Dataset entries

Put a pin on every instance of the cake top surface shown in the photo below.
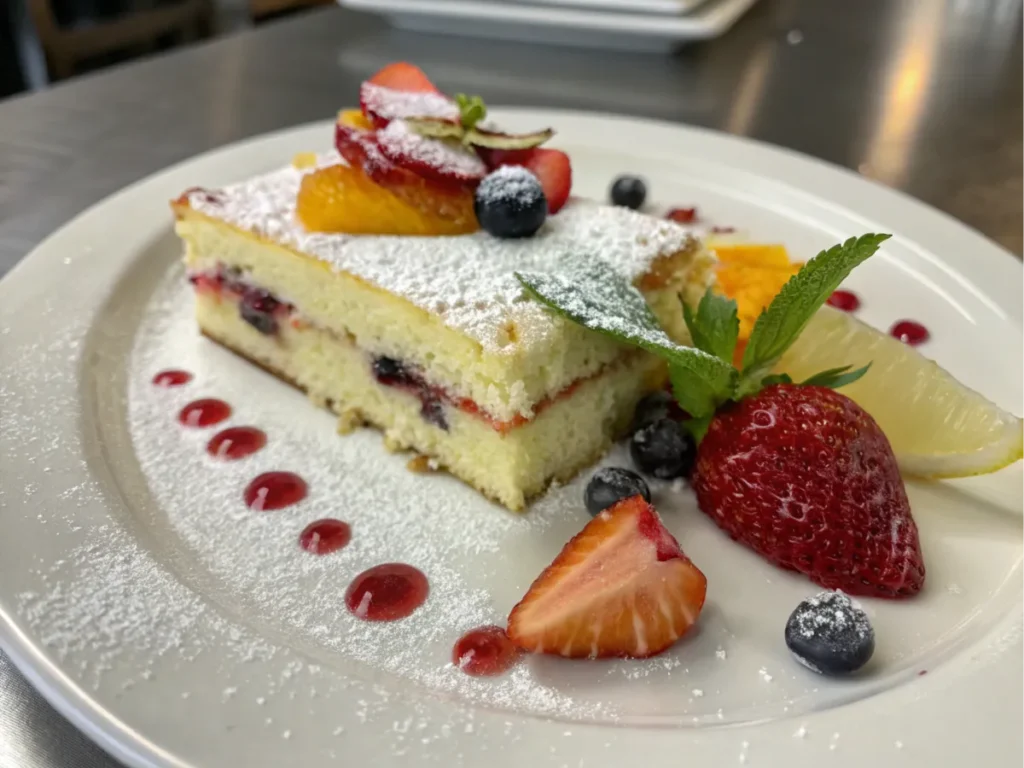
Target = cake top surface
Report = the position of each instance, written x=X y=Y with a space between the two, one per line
x=468 y=281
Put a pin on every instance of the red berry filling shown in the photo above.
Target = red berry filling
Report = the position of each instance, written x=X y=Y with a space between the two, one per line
x=259 y=308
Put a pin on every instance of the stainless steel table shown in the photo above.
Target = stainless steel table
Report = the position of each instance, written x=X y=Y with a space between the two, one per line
x=925 y=95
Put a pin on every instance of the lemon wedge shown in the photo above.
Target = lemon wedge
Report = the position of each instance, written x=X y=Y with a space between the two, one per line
x=937 y=426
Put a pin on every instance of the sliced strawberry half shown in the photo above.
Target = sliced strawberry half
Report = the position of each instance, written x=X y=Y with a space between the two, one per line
x=401 y=90
x=621 y=588
x=552 y=167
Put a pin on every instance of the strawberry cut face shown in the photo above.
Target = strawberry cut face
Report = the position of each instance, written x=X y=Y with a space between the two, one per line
x=552 y=167
x=622 y=587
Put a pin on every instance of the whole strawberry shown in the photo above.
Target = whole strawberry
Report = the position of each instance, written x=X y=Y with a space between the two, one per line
x=801 y=474
x=806 y=478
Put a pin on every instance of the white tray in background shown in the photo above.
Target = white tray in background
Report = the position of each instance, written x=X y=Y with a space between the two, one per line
x=578 y=27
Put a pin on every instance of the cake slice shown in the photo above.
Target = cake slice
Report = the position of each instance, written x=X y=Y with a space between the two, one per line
x=432 y=339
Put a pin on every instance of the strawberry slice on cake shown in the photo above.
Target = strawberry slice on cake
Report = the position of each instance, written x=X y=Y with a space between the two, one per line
x=391 y=265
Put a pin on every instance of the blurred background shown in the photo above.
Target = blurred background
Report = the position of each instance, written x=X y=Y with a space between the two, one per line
x=43 y=41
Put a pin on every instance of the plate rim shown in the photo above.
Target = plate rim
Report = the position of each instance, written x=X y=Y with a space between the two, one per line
x=85 y=711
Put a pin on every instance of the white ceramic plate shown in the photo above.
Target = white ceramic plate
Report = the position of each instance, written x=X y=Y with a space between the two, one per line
x=178 y=629
x=592 y=28
x=667 y=7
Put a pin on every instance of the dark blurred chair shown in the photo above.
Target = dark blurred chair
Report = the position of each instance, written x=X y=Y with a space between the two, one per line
x=260 y=9
x=68 y=47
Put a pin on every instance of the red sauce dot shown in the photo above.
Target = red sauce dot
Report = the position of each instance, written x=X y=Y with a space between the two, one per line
x=171 y=378
x=845 y=300
x=386 y=592
x=325 y=537
x=236 y=442
x=204 y=413
x=682 y=215
x=910 y=333
x=274 y=491
x=484 y=651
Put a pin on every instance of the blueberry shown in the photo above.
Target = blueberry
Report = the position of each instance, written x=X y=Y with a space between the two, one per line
x=629 y=192
x=611 y=484
x=257 y=308
x=389 y=371
x=432 y=411
x=510 y=203
x=664 y=450
x=654 y=407
x=829 y=634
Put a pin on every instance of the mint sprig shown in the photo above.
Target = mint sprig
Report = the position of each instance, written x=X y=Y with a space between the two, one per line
x=702 y=376
x=835 y=378
x=715 y=328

■ THE TASK: Copy out all the entries exactly. Images stay out of the copy.

■ PROBLEM SOLUTION:
Put a pin on every instance of the cake top surface shown in the photo below.
Target = cake top surface
Report = the position of each instance, written x=X y=Y with a space between the two, one per line
x=468 y=281
Put a pin on every instance of the red berry filling shown in the photo above.
Target = red berry filling
Report = the position of each instance, written x=X y=Y with a space between the two, one per line
x=259 y=308
Put a pin on every instance of the stainless steel table shown in the photo above.
Target = stainless steel table
Report = the position of each instance, written x=X y=Y with a space between the two, one per line
x=925 y=95
Put a pin on every instance of the lemon wedge shown in the photo above.
Target = lemon wedge
Report = the position of each instance, written x=X y=Y with a space between the two, one per line
x=937 y=426
Put a pin on every instance of the sliced strawberry half shown in the photo above.
Target = sliced strawberry half
Report = the position of each instance, written x=X y=Y with a space between the two, one per line
x=401 y=90
x=621 y=588
x=552 y=167
Put a pin on every instance of the strawberry cut face shown in the photo above.
Target = strawberry cut face
Report = the position of each instance, written x=X y=Y with a space between the two, one per line
x=552 y=167
x=622 y=587
Put a pin on every instance of the whole strawberry shown in the photo above.
Target = whole strawberry
Report = the position of each instance, written x=X y=Y with a space between the two, one per line
x=801 y=474
x=806 y=478
Put a pin on every instance of the white tray in background shown in the photo above.
Target = white tray in background
Report = the position of each instance, written x=X y=Y with a space between the two, one per line
x=578 y=27
Put a pin on every instance of the cake slice shown in the photo above.
Target = cake slice
Report = the position of each instance, written x=X y=Y with a space between the two, one per line
x=432 y=339
Put a pin on every instance of the strawberry slice on cake shown in the photo above.
Target = strawberry slice on cake
Report = the position of each instance, written x=X y=Y with a space between the two, one per line
x=391 y=265
Put a pin on every instance of the blurred background shown in the photo above.
Target = blurred background
Report = the position of each instance, written x=X y=Y with a space between the two, one per line
x=43 y=41
Put a pin on every instance of the plate rim shown in the photo above.
Target = plate rim
Report = the position of each instance, written x=X y=Y with a space between the two, one per line
x=85 y=711
Put a pin on every instance of the white ceramic plate shown in the photo above.
Target = white ceramic plate
Report = the position of each instance, written x=X y=Y with a space between the two, one per line
x=178 y=629
x=592 y=28
x=667 y=7
Put a pin on every instance of the dark blurred chair shown in the photo above.
Target = dark blurred chair
Report = the position of each instance, written x=X y=Y with a space between the two, one per line
x=260 y=9
x=68 y=47
Put a pin on every instance of the red sauce dot shown in the photo above.
Target = red sauce dot
Report = the position of each instance, written x=X y=Y with a space between the two, one per line
x=171 y=378
x=845 y=300
x=386 y=592
x=325 y=537
x=236 y=442
x=204 y=413
x=682 y=215
x=910 y=333
x=274 y=491
x=484 y=651
Put a pin on every instance of the blueberry shown in the photo above.
Target = blueberry
Report = the position of each instance, written x=X y=Y with a space between the two, one per line
x=629 y=192
x=611 y=484
x=257 y=308
x=389 y=371
x=432 y=411
x=510 y=203
x=664 y=450
x=654 y=407
x=829 y=634
Put a pin on every instance of the mint sprig shown in the photo above.
Target = mint sprig
Report = the position of each instance, written x=X y=Y with a space between the two, one per line
x=702 y=376
x=835 y=378
x=715 y=328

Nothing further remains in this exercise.